━━━━━ EXTRAIT SOURCE

148 Par ailleurs, la requérante n'a, pour se conformer aux règles communautaires de la concurrence, adopté des mesures, communiquées à la Commission par lettres du 12 décembre 1990 et du 22 janvier 1991, que plusieurs mois après la réponse à la communication des griefs et plus de trois ans après la communication qui lui avait été faite.

149 Enfin, s'il est, certes, important que la requérante ait admis et regretté certains de ses comportements, cette considération ne peut, particulièrement dans les circonstances de l'espèce, avoir une incidence sur le caractère effectif de l'infraction constatée (arrêt du Tribunal du 17 décembre 1991, Hercules Chemicals/Commission, T-7-89, Rec. p. II-1711).

150 Il en résulte que les arguments de la requérante, selon lesquels la Commission n'aurait pas suffisamment tenu compte, pour apprécier le montant de la sanction pécuniaire qui lui a été infligée, de son comportement au cours de la procédure administrative, doivent être rejetés.

C - Sur la durée de l'infraction

Résumé des moyens et principaux arguments des parties

151 S'agissant de la date du début des infractions qui lui sont reprochées, la requérante rappelle sa position, consistant à soutenir que, même si la lettre qu'elle a adressée le 14 décembre 1977 à Newitt pouvait établir l'existence d'une infraction, il n'y aurait aucun lien entre cette lettre et la politique qu'elle a initiée en 1985, à la suite de sa prise de contrôle par BTR. Par conséquent, l'infraction commise en 1977 serait couverte par la prescription quinquennale, prévue par le règlement n° 2988-74. S'agissant de la date de cessation des infractions, elle soutient qu'aucune des mesures qu'elle a reconnu avoir adoptées n'a continué à produire des effets significatifs et que les mesures qui lui sont reprochées par la Commission n'ont été que des incidents isolés, de courte durée, pendant une période de relations commerciales difficiles entre elle-même et Newitt.

━━━━━━━━━━
━━━━━ DONNÉES BRUTES

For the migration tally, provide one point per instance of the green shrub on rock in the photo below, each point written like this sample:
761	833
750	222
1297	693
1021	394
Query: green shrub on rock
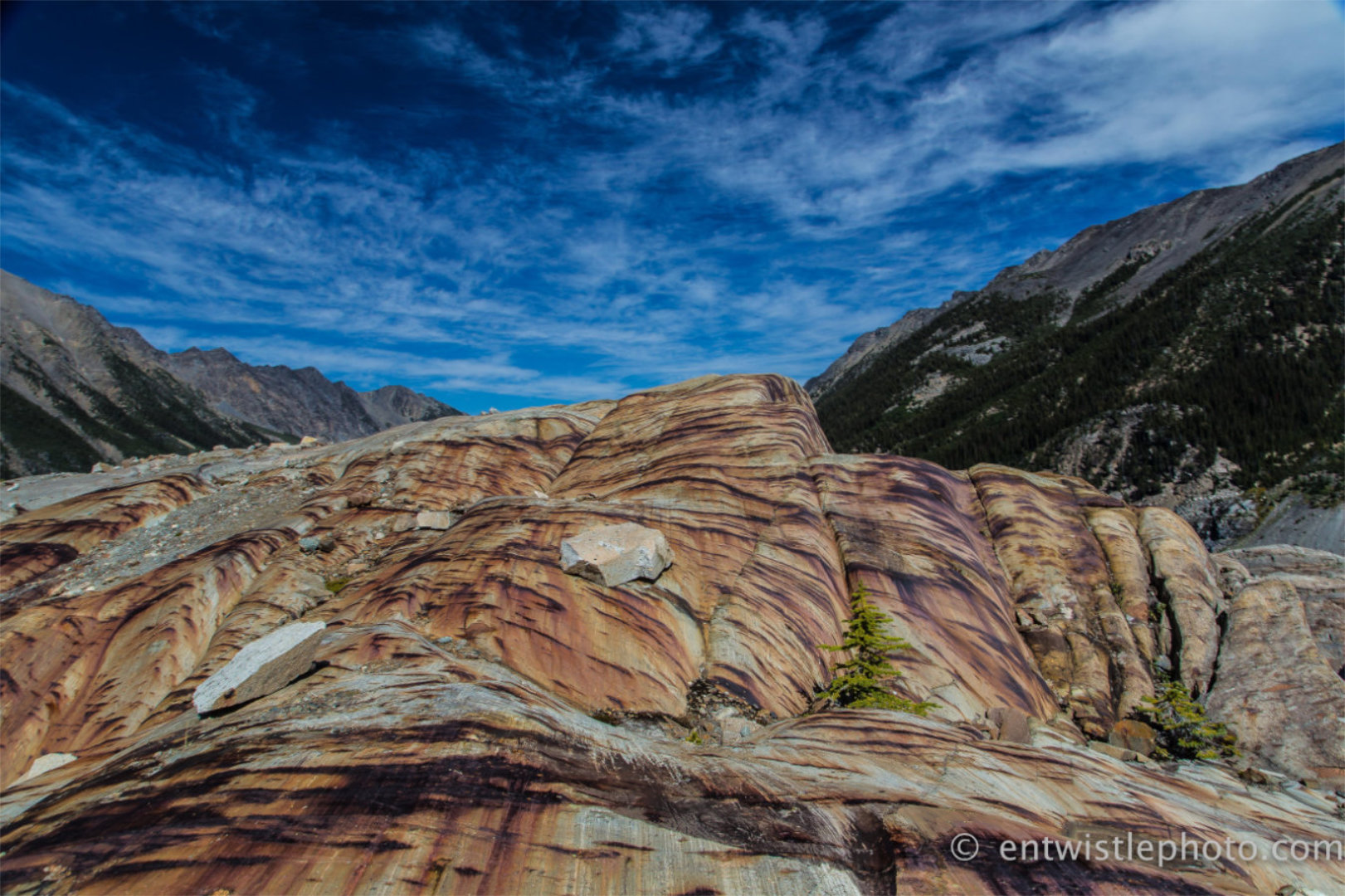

━━━━━━━━━━

**CONSIGNES RÉDIGÉES**
(A) D'après l'extrait, à qui la requérante a-t-elle adressé sa lettre du 14 décembre 1977 ?
(B) Prélevez mot pour mot dans l'extrait le passage situé entre « 148 Par ailleurs, la » et « avait été faite. », ces deux segments compris.
Les lignes forment un matériau distinct de l'extrait.

**RÉSULTATS**
(A) À Newitt.

(B)
148 Par ailleurs, la requérante n'a, pour se conformer aux règles communautaires de la concurrence, adopté des mesures, communiquées à la Commission par lettres du 12 décembre 1990 et du 22 janvier 1991, que plusieurs mois après la réponse à la communication des griefs et plus de trois ans après la communication qui lui avait été faite.